Source

Recent

Author Topic: more UTF8 confusing  (Read 4505 times)

circular

  • Hero Member
  • *****
  • Posts: 4356
    • Personal webpage
Re: more UTF8 confusing
« Reply #15 on: February 04, 2023, 11:30:51 pm »
In fact, parsing letters can be complicated. Glyphs are put together at different levels:
- byte (for ASCII that's sufficient)
- unicode char (some code points already include accents)
- "multichars": letter with its non spacing marks, which are zero-length unicode characters (the list of unicode values for non-spacing mark is not trivial and can change with new versions of Unicode)
- merge some letters together for example right-to-left Arabic letters ل and ا become not ل‍ا but لا.

So, in the end, a single glyph can be the following unicode "chars": letter + mark + letter + mark.

I've made an implementation of that in the TGlyphCursorUtf8 class of BGRAUTF8 unit. There are still things it doesn't handle, for example I know there are some Indian letters that are supposed to merge together.

More explanations there:
https://forum.lazarus.freepascal.org/index.php/topic,49750.msg361630.html#msg361630
Conscience is the debugger of the mind

Bogen85

  • Hero Member
  • *****
  • Posts: 685
Re: more UTF8 confusing
« Reply #16 on: February 05, 2023, 12:44:39 am »
Utf8CodePointLen and it's max look ahead are very poorly named.

The max look ahead is not a max... It is more of a max allowed for diacritical markers that need be combined with the base code point.

And it is not a single code point size...

It is the size of the base code point in bytes plus all the sizes of the diacritical marker points to be combined into the final displayed character.

To be honest, I stumbled across OP lazer's solution by accident, that was not the problem I was trying to solve originally for myself. I was just wanting to use a function that was not part of Lazarus, saw that the IncludeCombiningDiacriticalMarks parameter, looked those up as I'd never heard of them (I mean in the unicode sense, of course I'd seen them on character glyphs), and fiddled with it until I got them working by setting MaxLookAhead high enough....

I was just looking for a function to return the number of bytes in the code point, and nothing more...

There should be another function called Utf8CharacterLen or similar which returns also combining diacritical marks. Yes, the term "character" can have many meanings in Unicode but this may be the best meaning (a codepoint + its combining diacritical marks).

Agreed....

But in some of the things that @circular points out, it gets even more complicated in regard to ligatures...

I'm not sure what rules pertain to them. From the ones I use if 2 characters are combined to make ligature, the result is a double wide character, 3, triple wide, and so forth...
(But those are just the ones I use...)

My programs are not directly GUI related (currently) so I'm relying on text editor (cuda text), terminal (WezTerm), and various web browsers to render the displayed unicode characters correctly...

Excerpts from a dataset on pointing at objects:
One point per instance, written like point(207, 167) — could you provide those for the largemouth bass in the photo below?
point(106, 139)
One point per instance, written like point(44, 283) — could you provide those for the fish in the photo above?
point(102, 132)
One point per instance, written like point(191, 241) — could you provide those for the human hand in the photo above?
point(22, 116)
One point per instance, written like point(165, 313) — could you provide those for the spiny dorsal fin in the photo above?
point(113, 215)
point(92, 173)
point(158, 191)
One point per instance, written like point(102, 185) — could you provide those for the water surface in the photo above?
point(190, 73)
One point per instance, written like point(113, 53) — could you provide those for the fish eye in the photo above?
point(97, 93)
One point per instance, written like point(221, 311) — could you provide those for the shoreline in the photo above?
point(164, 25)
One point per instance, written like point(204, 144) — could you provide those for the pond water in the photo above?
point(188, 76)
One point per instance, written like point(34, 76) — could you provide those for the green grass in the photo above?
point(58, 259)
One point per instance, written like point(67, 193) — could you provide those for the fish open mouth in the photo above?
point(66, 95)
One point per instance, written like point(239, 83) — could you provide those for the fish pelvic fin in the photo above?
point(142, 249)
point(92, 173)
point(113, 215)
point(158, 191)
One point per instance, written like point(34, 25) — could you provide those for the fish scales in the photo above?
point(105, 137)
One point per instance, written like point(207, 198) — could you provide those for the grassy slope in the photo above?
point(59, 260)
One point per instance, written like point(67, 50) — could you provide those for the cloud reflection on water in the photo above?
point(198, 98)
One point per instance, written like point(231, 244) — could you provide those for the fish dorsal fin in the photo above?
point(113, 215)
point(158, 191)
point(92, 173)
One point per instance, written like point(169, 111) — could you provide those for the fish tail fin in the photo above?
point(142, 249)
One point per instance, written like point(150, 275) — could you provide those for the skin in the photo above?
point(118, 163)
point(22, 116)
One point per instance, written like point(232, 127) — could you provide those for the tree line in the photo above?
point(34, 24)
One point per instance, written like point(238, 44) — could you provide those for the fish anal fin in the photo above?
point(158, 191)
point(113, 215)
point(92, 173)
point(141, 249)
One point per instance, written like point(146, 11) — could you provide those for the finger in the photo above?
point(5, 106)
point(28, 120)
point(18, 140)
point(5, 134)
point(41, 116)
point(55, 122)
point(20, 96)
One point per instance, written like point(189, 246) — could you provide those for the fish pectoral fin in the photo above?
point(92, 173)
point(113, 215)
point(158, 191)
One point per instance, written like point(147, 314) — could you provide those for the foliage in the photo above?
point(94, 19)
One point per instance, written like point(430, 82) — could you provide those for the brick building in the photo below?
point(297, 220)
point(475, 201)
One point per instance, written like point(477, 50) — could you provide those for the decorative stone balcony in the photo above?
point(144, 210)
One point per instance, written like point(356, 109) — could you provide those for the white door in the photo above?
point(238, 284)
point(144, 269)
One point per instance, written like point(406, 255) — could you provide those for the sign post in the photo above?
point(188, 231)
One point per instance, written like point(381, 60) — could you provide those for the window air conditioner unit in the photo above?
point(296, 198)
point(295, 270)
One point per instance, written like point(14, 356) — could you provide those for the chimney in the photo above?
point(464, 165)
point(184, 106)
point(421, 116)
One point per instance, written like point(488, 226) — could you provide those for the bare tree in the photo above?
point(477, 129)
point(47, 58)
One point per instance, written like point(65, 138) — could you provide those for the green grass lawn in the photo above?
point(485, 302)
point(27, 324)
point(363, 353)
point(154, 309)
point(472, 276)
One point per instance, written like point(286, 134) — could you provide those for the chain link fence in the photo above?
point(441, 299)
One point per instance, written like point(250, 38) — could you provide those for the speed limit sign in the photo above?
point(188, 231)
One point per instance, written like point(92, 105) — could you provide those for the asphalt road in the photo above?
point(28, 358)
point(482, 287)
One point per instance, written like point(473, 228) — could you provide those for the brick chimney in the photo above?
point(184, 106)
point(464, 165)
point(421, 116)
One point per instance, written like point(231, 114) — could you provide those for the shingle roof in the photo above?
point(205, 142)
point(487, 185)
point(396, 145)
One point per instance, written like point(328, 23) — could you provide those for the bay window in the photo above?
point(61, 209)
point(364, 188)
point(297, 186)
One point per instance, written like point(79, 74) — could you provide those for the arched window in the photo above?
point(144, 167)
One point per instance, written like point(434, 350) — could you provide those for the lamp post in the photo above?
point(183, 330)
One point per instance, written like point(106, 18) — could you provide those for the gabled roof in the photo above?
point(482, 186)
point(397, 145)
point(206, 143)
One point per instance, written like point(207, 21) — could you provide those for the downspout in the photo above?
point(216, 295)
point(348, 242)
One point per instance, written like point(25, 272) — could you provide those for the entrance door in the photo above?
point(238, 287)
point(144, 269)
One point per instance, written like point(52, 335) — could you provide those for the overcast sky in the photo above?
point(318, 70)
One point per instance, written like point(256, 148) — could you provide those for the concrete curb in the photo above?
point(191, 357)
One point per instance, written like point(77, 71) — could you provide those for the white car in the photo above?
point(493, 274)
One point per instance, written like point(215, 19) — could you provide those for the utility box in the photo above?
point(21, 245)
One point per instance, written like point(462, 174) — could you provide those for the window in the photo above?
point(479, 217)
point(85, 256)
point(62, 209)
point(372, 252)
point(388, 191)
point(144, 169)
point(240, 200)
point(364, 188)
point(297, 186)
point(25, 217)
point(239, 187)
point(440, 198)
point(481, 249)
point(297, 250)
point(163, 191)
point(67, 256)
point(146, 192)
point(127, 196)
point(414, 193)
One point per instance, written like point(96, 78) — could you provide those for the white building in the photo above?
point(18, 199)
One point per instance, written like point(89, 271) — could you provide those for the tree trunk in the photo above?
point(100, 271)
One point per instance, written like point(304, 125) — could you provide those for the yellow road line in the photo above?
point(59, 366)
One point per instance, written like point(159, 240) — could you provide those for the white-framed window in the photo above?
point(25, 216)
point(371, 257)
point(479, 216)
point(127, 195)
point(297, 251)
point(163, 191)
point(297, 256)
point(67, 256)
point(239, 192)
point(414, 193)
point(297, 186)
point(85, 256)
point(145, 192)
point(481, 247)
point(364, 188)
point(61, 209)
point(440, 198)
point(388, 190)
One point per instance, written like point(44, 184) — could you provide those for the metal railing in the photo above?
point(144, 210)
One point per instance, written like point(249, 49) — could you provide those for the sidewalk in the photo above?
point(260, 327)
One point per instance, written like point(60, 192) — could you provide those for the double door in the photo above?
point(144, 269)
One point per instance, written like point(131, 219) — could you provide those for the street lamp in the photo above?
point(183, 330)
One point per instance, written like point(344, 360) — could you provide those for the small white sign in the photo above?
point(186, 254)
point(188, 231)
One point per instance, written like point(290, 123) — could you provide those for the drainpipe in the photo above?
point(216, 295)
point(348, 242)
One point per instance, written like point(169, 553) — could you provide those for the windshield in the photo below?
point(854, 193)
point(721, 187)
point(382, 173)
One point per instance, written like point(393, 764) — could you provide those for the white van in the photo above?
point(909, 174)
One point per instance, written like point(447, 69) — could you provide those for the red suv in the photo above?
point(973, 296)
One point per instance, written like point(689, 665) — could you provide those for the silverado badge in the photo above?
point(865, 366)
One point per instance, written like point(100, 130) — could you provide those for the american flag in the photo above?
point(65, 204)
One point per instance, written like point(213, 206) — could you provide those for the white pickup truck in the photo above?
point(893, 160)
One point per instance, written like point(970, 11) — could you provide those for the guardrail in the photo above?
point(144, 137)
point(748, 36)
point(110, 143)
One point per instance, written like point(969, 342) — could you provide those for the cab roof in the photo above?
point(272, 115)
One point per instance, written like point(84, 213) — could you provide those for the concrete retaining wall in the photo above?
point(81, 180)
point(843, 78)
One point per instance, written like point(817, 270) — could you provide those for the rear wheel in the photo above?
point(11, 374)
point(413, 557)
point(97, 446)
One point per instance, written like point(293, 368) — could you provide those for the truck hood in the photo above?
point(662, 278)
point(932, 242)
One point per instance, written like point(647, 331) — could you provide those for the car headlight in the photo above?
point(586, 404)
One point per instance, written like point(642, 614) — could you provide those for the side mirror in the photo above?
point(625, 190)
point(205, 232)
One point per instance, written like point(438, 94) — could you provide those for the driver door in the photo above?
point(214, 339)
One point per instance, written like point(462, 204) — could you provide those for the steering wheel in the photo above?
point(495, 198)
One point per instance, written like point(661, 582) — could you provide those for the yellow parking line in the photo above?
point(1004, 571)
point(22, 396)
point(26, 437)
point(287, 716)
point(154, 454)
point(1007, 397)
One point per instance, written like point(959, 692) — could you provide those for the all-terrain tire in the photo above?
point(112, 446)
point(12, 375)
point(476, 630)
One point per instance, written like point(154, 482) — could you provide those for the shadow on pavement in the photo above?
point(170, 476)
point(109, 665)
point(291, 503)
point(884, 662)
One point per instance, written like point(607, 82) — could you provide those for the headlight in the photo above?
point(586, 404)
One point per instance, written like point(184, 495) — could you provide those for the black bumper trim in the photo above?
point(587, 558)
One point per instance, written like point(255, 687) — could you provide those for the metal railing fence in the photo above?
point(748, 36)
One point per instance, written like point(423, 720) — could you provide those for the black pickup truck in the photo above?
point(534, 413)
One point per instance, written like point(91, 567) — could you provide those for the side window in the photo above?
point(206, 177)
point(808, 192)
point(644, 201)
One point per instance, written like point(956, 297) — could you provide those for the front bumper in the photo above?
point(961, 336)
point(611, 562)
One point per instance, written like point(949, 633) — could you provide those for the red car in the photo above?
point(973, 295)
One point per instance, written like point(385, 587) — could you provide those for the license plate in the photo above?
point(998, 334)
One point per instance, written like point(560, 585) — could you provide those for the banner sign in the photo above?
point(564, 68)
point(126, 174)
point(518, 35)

Set of tasks
(a) Render this sentence from the UTF-8 forum thread in French: "In fact, parsing letters can be complicated."
(b) Answer these questions from the UTF-8 forum thread:
(i) In which class of the BGRAUTF8 unit did circular make the implementation?
(ii) Which terminal does Bogen85 rely on to render the displayed Unicode characters?
(iii) What did Bogen85 set high enough to get the combining diacritical marks working?
(c) Continue the UTF-8 forum thread from its final sentence.

Task results
(a) En fait, l'analyse des lettres peut être compliquée.

(b)
(i) TGlyphCursorUtf8
(ii) WezTerm
(iii) MaxLookAhead

(c)
Web browsers seem to get things right more often than my text editor and terminal...
« Last Edit: February 05, 2023, 01:02:57 am by Bogen85 »

JuhaManninen

  • Global Moderator
  • Hero Member
  • *****
  • Posts: 4541
  • I like bugs.
Re: more UTF8 confusing
« Reply #17 on: February 05, 2023, 12:59:02 am »
Alright, I tried UTF8CodepointSize from lazutf8,
...
It does not return the correct number of bytes when an ASCII character is followed by diacritical markers. It returns 1.
It returns the number of bytes in one codepoint as the function name suggests. The following diacritical markers are also codepoints. IMO a function counting them all should be named differently.

Quote
If there are none, I'll need to continue using Utf8CodePointLen like I'm already doing, even if the functions in lazutf8 and lazutils are the recommended ones.
Indeed LazUtf8 unit does not have such function now. Using Utf8CodePointLen is a good idea.
I recommended LazUtils package in general. It has many things, not only Unicode stuff.
Mostly Lazarus trunk and FPC 3.2 on Manjaro Linux 64-bit.

Bogen85

  • Hero Member
  • *****
  • Posts: 685
Re: more UTF8 confusing
« Reply #18 on: February 05, 2023, 01:11:55 am »
Indeed LazUtf8 unit does not have such function now. Using Utf8CodePointLen is a good idea.

Yeah using it with the understanding that it is not named correctly and the max look ahead parameter also has a misleading name. I should look at the code for it...

I recommended LazUtils package in general. It has many things, not only Unicode stuff.

Yeah, there were several things here I was not using that I should be:
https://wiki.freepascal.org/LazUtils_Documentation_Roadmap

Now that I found I can wrap their use in my own projects so I don't have to back off on my compiler flags for my own units, I plan to start using them more.
« Last Edit: February 05, 2023, 02:32:54 am by Bogen85 »

Bogen85

  • Hero Member
  • *****
  • Posts: 685
Re: more UTF8 confusing
« Reply #19 on: February 05, 2023, 07:16:43 am »
Utf8CodePointLen was updated recently and the logic is straight forward.

https://gitlab.com/freepascal.org/fpc/source/-/blob/b38d13577f94364b4c7ba6f4d6b032eae404e934/rtl/inc/generic.inc#L1147

There is no penalty with MaxLookAhead being set to high.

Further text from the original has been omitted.